-------- EXTRACT --------
When we approach our work with our horses, it is important to have a period of good warm up in the beginning of the work and one of cooling down at the end. These periods in the course of a riding or in-hand session helps develop a horse’s relaxed way of going and focus. A lot of the discussion about dressage training is about maximizing the efforts of the working session and how to develop athleticism through the use of movements and exercises that progressively make the horse more supple, strong and compliant. Other discussions emphasize the relationship between the horse and rider and general ideas about how to direct the work.
These are areas of great importance, but what gets lost sometimes is the context in which we do the work with our horses. This context includes how we approach our horses and how we leave them. We want our sessions to be relaxed and constructive; focused and energetic. These principles need to be practiced during the whole time we are with our horses.
Grooming and tacking up need to be done in a relatively quiet place where the rider is attentive to the tasks at hand and the horse stands quietly. There are many ways to warm up, and we use longeing and ground work quite often but not always. What we always want to do is allow the horse to spend some time in the free walk. We want to start the working session with our horses by setting a precedent for the rest of the session. Our horses should be able to walk around the arena or elsewhere on a long rein and maintain a relaxed good quality walk on their own without either too much driving forward or restriction on our part. If this is difficult for the horse, then taking the time to address it will pay off with dividends in the future.
The importance of this time in the free walk should not be overlooked, and we should also be able to come back to a free walk during the course of our work. If the free walk is rushed or hurried, then it often indicates there was some extra tension with our horses during the course of the work. If the free walk is too slow and not swinging, then it often means the horse has some stiffness or lack of motivation while he is working. Either of these expressions of the free walk need to be thoroughly and patiently addressed.
-------- DATA EXCERPT --------
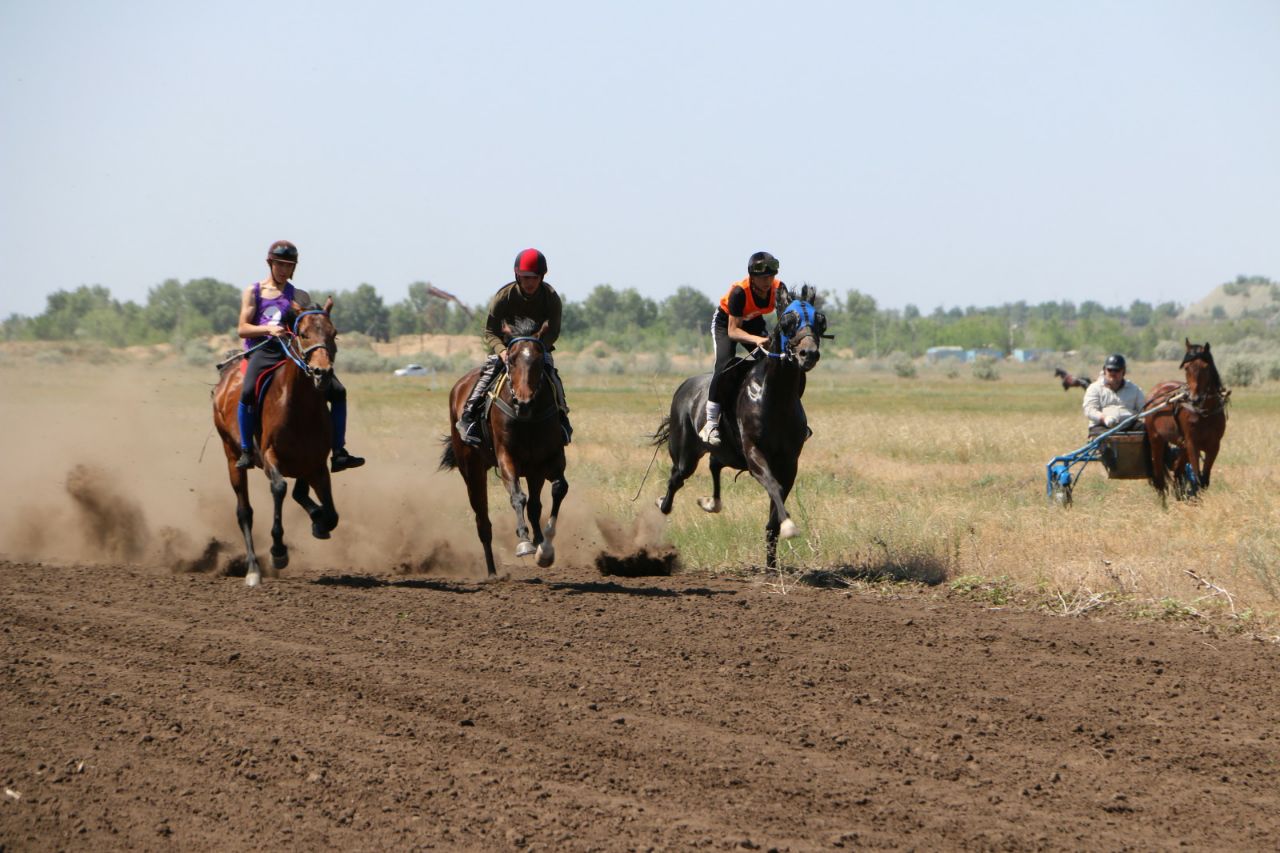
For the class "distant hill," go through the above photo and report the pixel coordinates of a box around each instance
--------
WHAT YOU NEED TO DO:
(a) List the four qualities that the text on warming up horses says riders want their sessions to have.
(b) Answer these questions from the text on warming up horses, each on its own line:
(i) Which two periods does it say a session should include?
(ii) Where should grooming and tacking up be done?
(iii) What does a rushed or hurried free walk often indicate?

EXERCISE SOLUTIONS:
(a) Relaxed, constructive, focused, energetic.

(b)
(i) A good warm-up at the beginning of the work and a cooling-down period at the end.
(ii) In a relatively quiet place.
(iii) That there was some extra tension with the horse during the work.